Source information Block Start
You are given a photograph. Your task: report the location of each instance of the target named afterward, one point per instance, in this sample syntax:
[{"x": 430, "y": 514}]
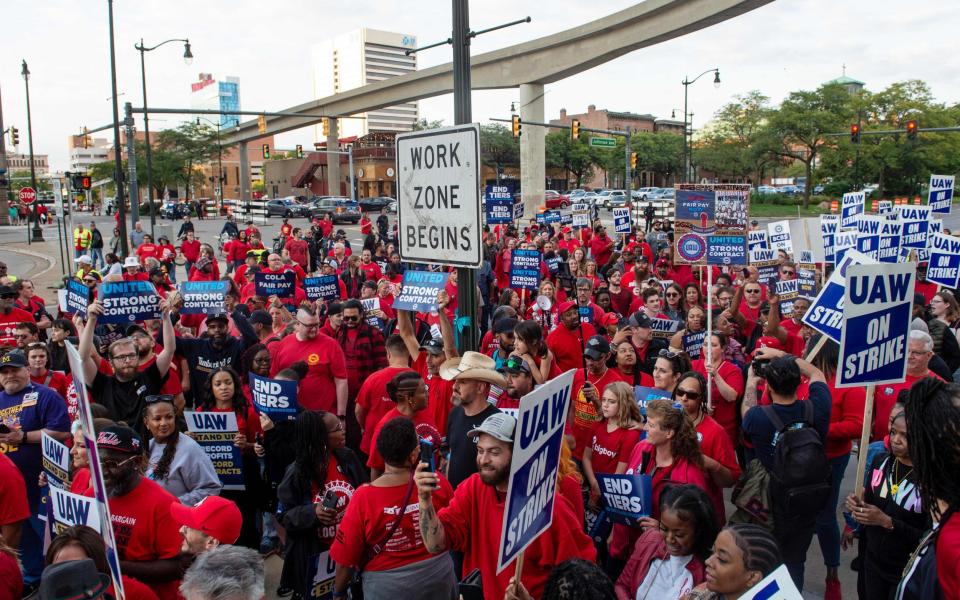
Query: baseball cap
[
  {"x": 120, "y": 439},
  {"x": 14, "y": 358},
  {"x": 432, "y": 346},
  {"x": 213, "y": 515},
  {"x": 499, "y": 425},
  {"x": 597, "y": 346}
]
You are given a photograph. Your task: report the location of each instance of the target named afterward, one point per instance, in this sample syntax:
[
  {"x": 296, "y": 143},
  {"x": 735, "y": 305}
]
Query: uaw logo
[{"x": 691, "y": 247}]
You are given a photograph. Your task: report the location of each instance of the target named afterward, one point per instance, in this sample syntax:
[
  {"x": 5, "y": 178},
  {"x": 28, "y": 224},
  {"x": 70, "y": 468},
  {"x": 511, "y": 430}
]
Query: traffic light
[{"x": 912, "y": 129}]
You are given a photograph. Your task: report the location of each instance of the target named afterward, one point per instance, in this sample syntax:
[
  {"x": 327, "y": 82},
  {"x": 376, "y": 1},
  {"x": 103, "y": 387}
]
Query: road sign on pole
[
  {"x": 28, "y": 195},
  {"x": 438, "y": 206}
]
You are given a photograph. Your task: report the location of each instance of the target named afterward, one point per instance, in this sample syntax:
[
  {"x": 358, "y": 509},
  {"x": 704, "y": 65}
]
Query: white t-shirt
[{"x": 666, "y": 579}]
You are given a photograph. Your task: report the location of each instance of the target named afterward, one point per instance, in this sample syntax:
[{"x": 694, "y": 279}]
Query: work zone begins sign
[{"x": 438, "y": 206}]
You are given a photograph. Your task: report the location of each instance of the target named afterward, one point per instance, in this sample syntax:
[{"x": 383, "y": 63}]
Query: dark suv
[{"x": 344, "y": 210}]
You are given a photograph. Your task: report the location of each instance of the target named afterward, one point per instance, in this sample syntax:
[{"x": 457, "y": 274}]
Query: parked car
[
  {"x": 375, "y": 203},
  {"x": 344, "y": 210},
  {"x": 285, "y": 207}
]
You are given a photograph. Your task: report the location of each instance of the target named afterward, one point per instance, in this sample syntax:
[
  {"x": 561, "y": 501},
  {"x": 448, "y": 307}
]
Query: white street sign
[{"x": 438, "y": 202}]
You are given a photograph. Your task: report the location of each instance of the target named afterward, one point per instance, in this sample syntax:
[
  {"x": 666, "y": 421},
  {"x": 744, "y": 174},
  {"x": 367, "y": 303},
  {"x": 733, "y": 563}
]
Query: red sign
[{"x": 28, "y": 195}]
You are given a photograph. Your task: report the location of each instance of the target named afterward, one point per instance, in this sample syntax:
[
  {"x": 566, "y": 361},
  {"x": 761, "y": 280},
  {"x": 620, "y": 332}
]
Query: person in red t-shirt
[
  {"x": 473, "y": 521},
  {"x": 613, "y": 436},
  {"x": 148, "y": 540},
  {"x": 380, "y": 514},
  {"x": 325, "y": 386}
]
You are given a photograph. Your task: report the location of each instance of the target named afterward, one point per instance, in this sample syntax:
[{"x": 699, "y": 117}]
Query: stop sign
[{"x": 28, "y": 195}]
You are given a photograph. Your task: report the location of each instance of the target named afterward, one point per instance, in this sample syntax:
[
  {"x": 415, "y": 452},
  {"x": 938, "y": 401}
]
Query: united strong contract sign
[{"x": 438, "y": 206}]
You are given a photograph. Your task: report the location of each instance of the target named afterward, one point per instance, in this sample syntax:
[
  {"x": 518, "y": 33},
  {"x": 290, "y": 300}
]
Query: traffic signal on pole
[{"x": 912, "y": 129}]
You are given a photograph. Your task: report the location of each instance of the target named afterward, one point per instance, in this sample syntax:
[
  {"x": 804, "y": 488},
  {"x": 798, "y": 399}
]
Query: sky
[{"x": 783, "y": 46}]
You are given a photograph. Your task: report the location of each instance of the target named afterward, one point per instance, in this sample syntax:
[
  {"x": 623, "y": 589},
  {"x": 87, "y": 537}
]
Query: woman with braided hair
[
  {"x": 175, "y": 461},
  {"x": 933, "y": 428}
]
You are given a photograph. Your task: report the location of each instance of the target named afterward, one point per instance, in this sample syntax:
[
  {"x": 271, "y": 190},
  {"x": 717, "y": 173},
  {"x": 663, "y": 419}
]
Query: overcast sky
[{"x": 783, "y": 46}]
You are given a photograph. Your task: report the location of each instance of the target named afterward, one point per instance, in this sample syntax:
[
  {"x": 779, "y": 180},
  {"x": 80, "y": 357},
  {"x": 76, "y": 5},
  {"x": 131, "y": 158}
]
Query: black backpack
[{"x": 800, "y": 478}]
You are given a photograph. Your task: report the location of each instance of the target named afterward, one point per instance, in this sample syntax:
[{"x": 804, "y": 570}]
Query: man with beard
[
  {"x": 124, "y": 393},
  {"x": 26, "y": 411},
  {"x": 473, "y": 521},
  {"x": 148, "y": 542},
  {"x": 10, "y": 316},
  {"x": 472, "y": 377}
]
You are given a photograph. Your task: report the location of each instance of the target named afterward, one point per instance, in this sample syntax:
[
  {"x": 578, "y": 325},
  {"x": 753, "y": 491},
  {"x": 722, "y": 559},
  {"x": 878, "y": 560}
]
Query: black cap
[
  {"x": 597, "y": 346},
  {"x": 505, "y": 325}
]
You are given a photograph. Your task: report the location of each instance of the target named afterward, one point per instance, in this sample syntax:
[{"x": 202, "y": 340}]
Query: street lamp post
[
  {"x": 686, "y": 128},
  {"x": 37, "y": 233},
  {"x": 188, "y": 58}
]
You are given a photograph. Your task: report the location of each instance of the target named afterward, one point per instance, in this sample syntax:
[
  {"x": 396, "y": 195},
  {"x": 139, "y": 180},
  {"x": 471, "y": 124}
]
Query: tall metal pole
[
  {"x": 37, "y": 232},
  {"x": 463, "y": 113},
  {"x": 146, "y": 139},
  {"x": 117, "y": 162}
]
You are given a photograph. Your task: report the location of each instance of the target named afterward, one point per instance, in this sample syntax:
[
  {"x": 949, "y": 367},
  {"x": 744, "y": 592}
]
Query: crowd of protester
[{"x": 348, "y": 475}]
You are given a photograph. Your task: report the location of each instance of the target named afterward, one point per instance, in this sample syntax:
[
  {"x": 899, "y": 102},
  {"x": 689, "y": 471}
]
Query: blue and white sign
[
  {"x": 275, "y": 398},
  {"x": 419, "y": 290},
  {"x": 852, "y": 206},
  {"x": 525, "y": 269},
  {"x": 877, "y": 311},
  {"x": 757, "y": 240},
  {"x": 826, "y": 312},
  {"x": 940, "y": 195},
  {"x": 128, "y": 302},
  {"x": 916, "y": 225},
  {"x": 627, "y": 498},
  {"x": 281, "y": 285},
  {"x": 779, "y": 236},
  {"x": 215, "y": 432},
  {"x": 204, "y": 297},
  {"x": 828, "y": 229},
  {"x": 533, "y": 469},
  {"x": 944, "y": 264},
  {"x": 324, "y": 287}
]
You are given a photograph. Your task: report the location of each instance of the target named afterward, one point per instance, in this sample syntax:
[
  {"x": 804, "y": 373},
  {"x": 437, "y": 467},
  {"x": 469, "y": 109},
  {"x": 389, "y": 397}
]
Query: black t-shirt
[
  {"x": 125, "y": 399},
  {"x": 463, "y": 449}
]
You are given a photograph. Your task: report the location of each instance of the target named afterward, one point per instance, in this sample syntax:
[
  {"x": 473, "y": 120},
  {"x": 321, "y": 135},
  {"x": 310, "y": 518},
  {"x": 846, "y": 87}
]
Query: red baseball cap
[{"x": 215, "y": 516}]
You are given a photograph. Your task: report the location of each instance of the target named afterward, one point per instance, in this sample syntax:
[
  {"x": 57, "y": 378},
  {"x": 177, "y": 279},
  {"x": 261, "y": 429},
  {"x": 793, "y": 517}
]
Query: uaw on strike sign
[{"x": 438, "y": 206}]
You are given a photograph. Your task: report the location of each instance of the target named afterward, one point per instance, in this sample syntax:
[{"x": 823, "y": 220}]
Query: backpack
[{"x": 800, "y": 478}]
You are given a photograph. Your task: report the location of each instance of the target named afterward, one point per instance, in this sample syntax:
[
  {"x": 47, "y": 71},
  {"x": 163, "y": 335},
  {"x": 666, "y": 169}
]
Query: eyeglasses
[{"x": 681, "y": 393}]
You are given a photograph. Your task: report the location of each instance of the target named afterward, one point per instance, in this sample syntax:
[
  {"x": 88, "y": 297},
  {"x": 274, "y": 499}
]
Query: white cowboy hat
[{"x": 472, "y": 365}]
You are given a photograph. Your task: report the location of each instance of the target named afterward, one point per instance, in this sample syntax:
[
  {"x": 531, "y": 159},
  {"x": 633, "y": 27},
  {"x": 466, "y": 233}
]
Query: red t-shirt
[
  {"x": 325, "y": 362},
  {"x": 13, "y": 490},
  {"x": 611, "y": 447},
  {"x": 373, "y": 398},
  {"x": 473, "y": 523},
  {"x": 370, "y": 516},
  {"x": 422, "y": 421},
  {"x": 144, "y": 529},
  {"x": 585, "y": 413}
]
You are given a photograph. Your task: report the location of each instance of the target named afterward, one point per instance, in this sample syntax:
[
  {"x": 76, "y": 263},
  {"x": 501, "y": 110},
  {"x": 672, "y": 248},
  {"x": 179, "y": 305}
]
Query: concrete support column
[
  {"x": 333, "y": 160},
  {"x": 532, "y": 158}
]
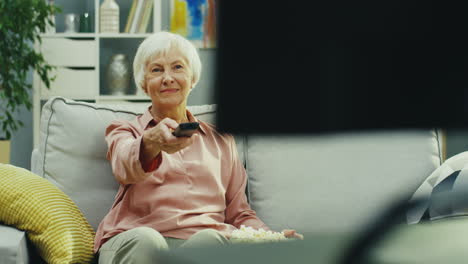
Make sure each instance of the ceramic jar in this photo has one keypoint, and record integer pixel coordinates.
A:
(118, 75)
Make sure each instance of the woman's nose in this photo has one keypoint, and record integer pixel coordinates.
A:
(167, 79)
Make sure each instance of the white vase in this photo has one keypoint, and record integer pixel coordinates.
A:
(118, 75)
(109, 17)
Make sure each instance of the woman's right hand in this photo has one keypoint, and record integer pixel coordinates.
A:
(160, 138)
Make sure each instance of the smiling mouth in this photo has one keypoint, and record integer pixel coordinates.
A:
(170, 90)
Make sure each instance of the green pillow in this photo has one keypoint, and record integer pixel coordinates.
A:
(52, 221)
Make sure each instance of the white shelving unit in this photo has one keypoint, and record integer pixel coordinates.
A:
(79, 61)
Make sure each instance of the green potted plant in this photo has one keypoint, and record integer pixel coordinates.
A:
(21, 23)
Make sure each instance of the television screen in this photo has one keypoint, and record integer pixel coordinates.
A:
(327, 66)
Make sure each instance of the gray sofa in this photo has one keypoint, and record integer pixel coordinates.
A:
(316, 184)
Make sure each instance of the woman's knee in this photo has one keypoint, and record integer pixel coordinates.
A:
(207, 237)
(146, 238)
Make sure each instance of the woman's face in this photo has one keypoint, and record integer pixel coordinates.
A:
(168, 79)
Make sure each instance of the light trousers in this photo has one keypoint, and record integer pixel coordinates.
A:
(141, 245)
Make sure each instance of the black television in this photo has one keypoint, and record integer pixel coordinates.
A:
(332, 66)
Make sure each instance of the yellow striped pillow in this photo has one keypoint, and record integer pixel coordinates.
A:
Source information Block End
What the exercise asks:
Look through the entries, and return every line that the word "green" appears in.

Task result:
Make sure each instance of the green pillow in this photo has one keypoint, and record integer pixel coordinates.
Make sure each instance of the green potted plant in this photo has one keypoint, and record integer pixel coordinates.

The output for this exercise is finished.